■ Directive
Reproduce verbatim the part of the data below that begins with the line containing "Identify truck hood in the frame above." and runs through the final line of the data, with both ends included.

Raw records
-- begin --

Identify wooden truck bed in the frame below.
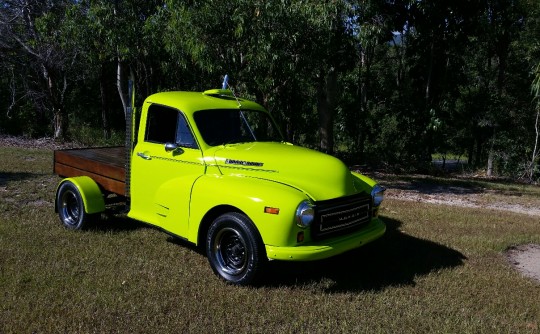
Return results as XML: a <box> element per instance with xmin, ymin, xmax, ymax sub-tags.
<box><xmin>54</xmin><ymin>146</ymin><xmax>126</xmax><ymax>196</ymax></box>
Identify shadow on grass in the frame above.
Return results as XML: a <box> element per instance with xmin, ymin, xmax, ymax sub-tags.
<box><xmin>261</xmin><ymin>217</ymin><xmax>466</xmax><ymax>292</ymax></box>
<box><xmin>0</xmin><ymin>172</ymin><xmax>39</xmax><ymax>187</ymax></box>
<box><xmin>87</xmin><ymin>214</ymin><xmax>148</xmax><ymax>233</ymax></box>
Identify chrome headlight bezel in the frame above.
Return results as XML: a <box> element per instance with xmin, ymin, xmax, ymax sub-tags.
<box><xmin>371</xmin><ymin>184</ymin><xmax>386</xmax><ymax>207</ymax></box>
<box><xmin>295</xmin><ymin>200</ymin><xmax>315</xmax><ymax>229</ymax></box>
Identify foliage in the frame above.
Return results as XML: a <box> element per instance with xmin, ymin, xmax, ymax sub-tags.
<box><xmin>0</xmin><ymin>0</ymin><xmax>540</xmax><ymax>177</ymax></box>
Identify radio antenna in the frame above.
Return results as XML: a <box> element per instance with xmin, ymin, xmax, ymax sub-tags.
<box><xmin>221</xmin><ymin>74</ymin><xmax>242</xmax><ymax>108</ymax></box>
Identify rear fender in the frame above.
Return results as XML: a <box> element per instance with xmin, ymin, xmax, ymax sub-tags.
<box><xmin>54</xmin><ymin>176</ymin><xmax>105</xmax><ymax>214</ymax></box>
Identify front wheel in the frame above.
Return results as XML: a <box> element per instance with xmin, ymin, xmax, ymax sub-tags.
<box><xmin>206</xmin><ymin>213</ymin><xmax>267</xmax><ymax>285</ymax></box>
<box><xmin>56</xmin><ymin>181</ymin><xmax>98</xmax><ymax>230</ymax></box>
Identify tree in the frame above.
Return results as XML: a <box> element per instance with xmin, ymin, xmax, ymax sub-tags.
<box><xmin>0</xmin><ymin>0</ymin><xmax>77</xmax><ymax>138</ymax></box>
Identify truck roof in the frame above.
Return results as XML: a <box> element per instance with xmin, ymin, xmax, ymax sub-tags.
<box><xmin>144</xmin><ymin>89</ymin><xmax>266</xmax><ymax>115</ymax></box>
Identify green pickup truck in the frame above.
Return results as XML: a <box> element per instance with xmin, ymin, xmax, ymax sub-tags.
<box><xmin>54</xmin><ymin>83</ymin><xmax>386</xmax><ymax>285</ymax></box>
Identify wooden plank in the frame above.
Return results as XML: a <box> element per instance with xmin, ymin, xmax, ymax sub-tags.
<box><xmin>54</xmin><ymin>147</ymin><xmax>126</xmax><ymax>196</ymax></box>
<box><xmin>54</xmin><ymin>163</ymin><xmax>126</xmax><ymax>196</ymax></box>
<box><xmin>54</xmin><ymin>147</ymin><xmax>126</xmax><ymax>182</ymax></box>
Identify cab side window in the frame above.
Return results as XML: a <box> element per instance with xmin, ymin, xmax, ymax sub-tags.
<box><xmin>145</xmin><ymin>104</ymin><xmax>197</xmax><ymax>148</ymax></box>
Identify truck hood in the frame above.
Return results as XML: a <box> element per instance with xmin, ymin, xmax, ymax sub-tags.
<box><xmin>214</xmin><ymin>142</ymin><xmax>356</xmax><ymax>201</ymax></box>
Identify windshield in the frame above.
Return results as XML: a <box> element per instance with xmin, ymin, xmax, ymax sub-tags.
<box><xmin>193</xmin><ymin>109</ymin><xmax>283</xmax><ymax>146</ymax></box>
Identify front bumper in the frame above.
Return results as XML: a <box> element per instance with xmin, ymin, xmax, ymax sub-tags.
<box><xmin>265</xmin><ymin>218</ymin><xmax>386</xmax><ymax>261</ymax></box>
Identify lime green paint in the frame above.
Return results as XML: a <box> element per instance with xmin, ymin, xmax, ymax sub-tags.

-- end --

■ Reply
Identify truck hood in the frame above.
Return results as XML: a <box> element per instance with xmin, ymin, xmax, ymax sub-tags.
<box><xmin>214</xmin><ymin>142</ymin><xmax>356</xmax><ymax>201</ymax></box>
Identify windshield in the frame above.
Return results as XML: a <box> element per instance with xmin, ymin, xmax, ymax sub-tags.
<box><xmin>193</xmin><ymin>109</ymin><xmax>283</xmax><ymax>146</ymax></box>
Identify front bumper in the frame above.
Return results as XML: a <box> element per instance with xmin, ymin, xmax, ymax sub-tags.
<box><xmin>265</xmin><ymin>218</ymin><xmax>386</xmax><ymax>261</ymax></box>
Identify lime green paint in the frame above.
Return results as XML: a <box> element per instance with xmin, ymin, xmax, ymax sub-tags.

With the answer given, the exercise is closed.